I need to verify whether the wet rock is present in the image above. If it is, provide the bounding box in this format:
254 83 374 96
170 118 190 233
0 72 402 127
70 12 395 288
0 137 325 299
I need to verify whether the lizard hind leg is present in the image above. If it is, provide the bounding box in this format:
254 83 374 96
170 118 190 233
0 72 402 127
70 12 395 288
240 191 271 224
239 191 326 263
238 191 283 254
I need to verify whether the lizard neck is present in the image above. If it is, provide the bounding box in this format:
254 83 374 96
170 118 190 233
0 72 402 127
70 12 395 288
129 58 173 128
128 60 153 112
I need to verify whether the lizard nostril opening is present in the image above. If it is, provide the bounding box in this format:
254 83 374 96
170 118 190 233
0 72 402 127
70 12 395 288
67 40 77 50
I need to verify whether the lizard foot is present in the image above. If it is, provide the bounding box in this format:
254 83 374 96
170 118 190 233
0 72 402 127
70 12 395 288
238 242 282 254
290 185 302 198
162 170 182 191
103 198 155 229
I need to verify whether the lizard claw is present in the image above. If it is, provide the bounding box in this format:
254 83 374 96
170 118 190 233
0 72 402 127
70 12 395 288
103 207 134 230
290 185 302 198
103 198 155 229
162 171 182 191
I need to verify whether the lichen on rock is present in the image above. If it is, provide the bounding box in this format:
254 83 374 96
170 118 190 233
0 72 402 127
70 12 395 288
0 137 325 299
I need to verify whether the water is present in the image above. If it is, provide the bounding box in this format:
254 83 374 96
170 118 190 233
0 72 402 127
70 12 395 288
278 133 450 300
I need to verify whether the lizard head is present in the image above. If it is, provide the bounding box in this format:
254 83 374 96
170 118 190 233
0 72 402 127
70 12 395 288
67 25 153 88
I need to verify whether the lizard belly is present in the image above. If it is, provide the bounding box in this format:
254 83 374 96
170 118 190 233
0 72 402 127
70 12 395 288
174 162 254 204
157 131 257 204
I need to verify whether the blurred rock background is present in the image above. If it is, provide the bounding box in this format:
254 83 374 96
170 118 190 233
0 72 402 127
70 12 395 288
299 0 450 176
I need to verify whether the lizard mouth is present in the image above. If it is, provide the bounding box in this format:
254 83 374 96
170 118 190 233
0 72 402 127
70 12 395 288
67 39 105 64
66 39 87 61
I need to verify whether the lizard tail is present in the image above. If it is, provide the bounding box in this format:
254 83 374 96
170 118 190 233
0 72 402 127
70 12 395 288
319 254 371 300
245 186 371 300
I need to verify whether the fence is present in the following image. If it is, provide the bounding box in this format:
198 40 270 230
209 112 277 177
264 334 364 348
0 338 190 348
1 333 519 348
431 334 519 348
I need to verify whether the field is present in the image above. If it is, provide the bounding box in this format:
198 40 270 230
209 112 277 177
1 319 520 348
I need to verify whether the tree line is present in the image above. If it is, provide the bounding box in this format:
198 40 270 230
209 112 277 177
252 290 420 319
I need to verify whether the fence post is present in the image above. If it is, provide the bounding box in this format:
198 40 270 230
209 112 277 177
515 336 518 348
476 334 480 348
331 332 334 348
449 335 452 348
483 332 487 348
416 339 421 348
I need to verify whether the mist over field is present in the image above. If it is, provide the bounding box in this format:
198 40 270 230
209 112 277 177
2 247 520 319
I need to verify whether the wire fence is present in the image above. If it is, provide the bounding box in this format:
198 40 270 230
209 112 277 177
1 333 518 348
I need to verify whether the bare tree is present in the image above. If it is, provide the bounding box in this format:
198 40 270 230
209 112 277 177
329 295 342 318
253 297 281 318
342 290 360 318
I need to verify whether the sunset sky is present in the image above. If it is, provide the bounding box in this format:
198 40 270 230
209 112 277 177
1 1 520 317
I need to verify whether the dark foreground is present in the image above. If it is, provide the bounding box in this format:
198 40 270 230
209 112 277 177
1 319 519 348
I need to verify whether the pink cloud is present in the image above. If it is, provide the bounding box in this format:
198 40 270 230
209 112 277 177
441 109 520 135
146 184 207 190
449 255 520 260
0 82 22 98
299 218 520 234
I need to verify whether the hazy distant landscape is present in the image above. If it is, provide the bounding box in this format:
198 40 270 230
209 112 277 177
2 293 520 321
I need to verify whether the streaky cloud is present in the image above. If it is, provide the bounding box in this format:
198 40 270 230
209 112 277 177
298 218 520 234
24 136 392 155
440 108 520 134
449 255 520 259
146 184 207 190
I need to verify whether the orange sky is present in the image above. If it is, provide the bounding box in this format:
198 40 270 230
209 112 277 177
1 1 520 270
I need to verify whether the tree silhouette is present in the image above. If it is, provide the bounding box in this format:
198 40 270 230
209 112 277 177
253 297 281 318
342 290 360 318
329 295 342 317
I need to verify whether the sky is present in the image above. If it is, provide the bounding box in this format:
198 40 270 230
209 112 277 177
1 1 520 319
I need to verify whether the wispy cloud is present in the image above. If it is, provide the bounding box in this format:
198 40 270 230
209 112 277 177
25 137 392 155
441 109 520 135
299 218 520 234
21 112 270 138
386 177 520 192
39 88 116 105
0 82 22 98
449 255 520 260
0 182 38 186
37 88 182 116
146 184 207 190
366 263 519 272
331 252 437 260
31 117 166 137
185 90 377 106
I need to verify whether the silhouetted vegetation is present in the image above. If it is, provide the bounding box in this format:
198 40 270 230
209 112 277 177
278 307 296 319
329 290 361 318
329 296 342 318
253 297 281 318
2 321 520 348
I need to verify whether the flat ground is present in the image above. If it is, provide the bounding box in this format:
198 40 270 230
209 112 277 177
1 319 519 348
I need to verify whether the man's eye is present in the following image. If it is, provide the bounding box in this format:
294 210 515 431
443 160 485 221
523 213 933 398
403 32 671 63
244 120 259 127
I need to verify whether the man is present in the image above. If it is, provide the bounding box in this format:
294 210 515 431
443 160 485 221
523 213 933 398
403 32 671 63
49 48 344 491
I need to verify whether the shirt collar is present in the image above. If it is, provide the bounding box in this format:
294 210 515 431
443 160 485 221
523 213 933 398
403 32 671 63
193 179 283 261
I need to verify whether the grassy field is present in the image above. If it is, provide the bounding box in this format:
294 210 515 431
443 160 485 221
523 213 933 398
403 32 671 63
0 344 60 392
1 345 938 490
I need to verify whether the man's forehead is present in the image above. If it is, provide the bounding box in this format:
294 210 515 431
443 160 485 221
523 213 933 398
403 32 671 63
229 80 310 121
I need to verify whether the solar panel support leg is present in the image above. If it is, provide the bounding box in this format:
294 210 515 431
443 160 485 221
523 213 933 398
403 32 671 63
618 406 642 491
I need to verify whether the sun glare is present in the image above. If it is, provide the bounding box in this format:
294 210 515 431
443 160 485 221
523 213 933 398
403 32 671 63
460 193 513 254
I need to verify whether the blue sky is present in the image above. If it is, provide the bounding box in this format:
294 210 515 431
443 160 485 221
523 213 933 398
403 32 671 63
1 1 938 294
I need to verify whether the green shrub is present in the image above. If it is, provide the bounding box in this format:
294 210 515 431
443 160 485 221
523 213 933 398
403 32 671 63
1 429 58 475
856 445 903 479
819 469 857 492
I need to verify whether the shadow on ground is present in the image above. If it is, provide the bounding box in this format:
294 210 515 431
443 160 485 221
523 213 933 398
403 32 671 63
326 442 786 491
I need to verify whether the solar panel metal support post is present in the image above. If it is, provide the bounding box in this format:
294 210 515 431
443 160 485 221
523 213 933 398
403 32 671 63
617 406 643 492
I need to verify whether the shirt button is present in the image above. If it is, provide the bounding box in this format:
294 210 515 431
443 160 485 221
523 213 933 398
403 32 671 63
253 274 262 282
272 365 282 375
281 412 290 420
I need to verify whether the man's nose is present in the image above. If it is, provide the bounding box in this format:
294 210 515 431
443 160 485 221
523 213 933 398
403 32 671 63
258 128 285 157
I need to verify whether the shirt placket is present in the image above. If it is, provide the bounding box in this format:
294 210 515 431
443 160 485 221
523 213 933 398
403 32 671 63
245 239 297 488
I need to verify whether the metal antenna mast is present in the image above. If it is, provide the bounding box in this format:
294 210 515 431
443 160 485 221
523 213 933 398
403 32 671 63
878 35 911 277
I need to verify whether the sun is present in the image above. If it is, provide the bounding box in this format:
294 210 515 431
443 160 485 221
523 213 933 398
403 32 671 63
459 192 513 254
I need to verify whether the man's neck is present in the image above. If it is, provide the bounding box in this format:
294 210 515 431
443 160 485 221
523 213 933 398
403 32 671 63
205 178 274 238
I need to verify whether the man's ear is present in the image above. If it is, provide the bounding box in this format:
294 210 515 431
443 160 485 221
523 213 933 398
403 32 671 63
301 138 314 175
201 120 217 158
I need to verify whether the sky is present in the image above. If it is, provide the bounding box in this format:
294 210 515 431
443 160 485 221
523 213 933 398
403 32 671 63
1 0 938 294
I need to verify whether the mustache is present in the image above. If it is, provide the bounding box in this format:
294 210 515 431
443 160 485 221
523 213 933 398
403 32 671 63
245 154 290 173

[About this exercise] Copy every line of the records above that contains "cloud".

[Written response]
I need to verify whether the pink cloud is present in the image above. If it is, provide the bounding box in this format:
I need to verify whether the streaky cloud is present in the image above. If it is, provide the bounding box in this format:
I need to verify whether the wispy cloud is present in the image above. If it is, provide the bounding box in this format:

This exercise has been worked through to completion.